** PROBLEM TO WORK ON **
Return the stretch of the introduction on cross-modal retrieval of remote sensing images from "1. Introduction" through "in recent years.", copied word for word.

** EXTRACT PROVIDED follows **

1. Introduction
Remote sensing images play an important role in meteorology, hydrology research, traffic management, disaster prediction, and so on. In the big data era, the number of remote sensing images has increased significantly. Therefore, the efficient utilization of large volumes of remote sensing data has become the focus of attention. Generally, single-modal data retrieval methods are less versatile compared to multi-modal approaches. Multi-modal methods not only enhance data utilization flexibility but also facilitate cross-modal information integration, thereby improving information reliability and richness. Consequently, cross-modal retrieval in remote sensing has garnered considerable scholarly attention in recent years.
In order to realize the mutual retrieval of different modal data, the existing method for cross-modal image–text retrieval of remote sensing images involves two primary steps: feature extraction in single-modal data and interaction between multi-modal features [
1]. Extracting image and text features represents the initial crucial phase in cross-modal retrieval, with image feature extraction posing greater challenges. In terms of image feature extraction, prevailing cross-modal image–text retrieval models for remote sensing images primarily employ the convolutional neural network (CNN) and vision transformer (ViT) [
2]. CNN stands as the predominant method for image feature extraction in cross-modal retrieval of remote sensing images, as indicated by References [
3,
4,
5,
6,
7,
8,
9,
10,
11]. With the recent surge in ViT’s popularity, many researchers have also utilized ViT to directly extract visual features [
2,
12,
13]. Some alternative methods have also served as visual feature encoders. For instance, References [
14,
15] employed hypergraph neural networks to construct visual encoders. Reference [
16] applied the concept of image neural networks and built text and remote sensing image modules, achieving an interactive fusion of image and text features. Certain studies have employed multiple methods to extract features from images [
17,
18]. Generally, the mainstream CNN architecture usually requires a lot of parameters and computing resources. In addition, due to being limited by the size of the convolution kernel, the CNN model’s ability to perceive global information is poor. In contrast, ViT models commonly used in computer vision in recent years do not rely on convolutional operations but rather adopt a global self-attention calculation method that can effectively perceive global features. Moreover, the ViT model also has certain advantages in terms of the number of parameters and computational complexity. However, this approach may overly focus on large targets, impeding the extraction of small targets. The distinction between large and small targets in this paper is relative. In a remote sensing image, a target with a relatively high pixel proportion is classified as a large target, while a target with a relatively low proportion is deemed small. In cross-modal image–text retrieval of remote sensing images, text includes information on both large and small targets. When distinguishing between similar images at a fine-grained level, small target information often holds greater significance. Thus, enhancing the extraction of small target information while ensuring the extraction of large target information remains a pivotal concern in cross-modal image–text retrieval tasks for remote sensing images.

** End of EXTRACT PROVIDED **
** EXCERPTED DATA follows **

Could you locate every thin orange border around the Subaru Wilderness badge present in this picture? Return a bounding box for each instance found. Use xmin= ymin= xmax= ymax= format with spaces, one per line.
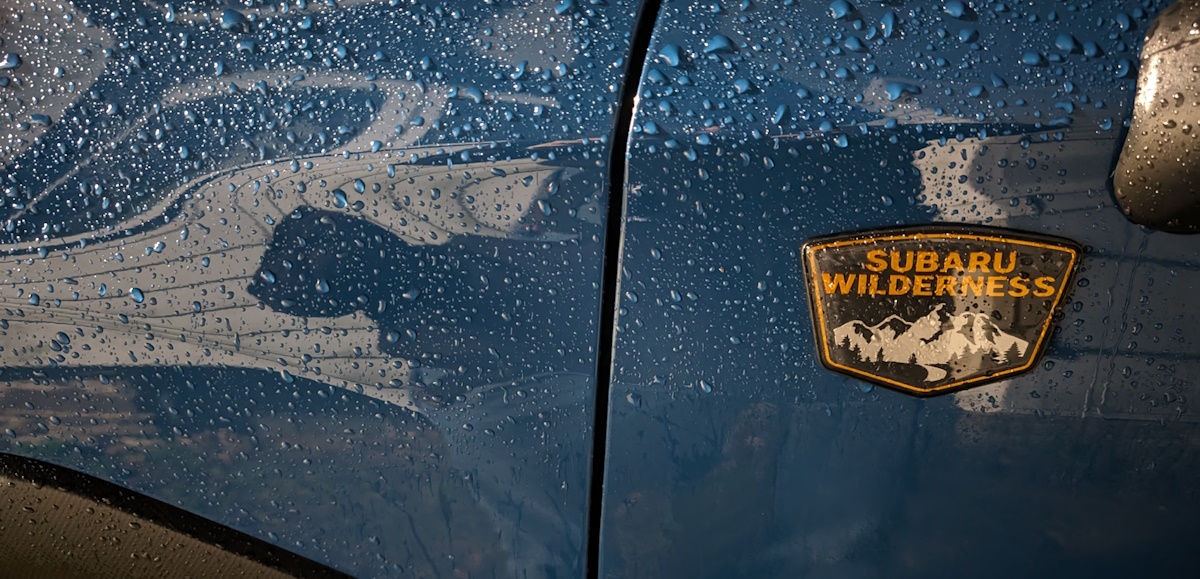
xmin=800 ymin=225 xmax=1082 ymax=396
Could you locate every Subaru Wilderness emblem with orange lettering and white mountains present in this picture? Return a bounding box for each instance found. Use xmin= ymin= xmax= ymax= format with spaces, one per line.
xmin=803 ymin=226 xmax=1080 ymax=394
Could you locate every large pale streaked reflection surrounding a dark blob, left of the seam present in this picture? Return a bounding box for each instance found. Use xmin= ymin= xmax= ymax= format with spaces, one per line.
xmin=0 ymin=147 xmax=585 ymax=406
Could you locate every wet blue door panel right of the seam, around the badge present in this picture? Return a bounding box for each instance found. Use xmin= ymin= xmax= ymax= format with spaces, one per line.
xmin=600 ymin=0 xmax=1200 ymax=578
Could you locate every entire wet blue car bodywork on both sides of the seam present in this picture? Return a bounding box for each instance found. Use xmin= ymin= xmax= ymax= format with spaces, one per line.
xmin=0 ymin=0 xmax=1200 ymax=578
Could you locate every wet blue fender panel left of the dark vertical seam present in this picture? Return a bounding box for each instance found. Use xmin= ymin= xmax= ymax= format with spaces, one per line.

** End of EXCERPTED DATA **

** OUTPUT **
1. Introduction
Remote sensing images play an important role in meteorology, hydrology research, traffic management, disaster prediction, and so on. In the big data era, the number of remote sensing images has increased significantly. Therefore, the efficient utilization of large volumes of remote sensing data has become the focus of attention. Generally, single-modal data retrieval methods are less versatile compared to multi-modal approaches. Multi-modal methods not only enhance data utilization flexibility but also facilitate cross-modal information integration, thereby improving information reliability and richness. Consequently, cross-modal retrieval in remote sensing has garnered considerable scholarly attention in recent years.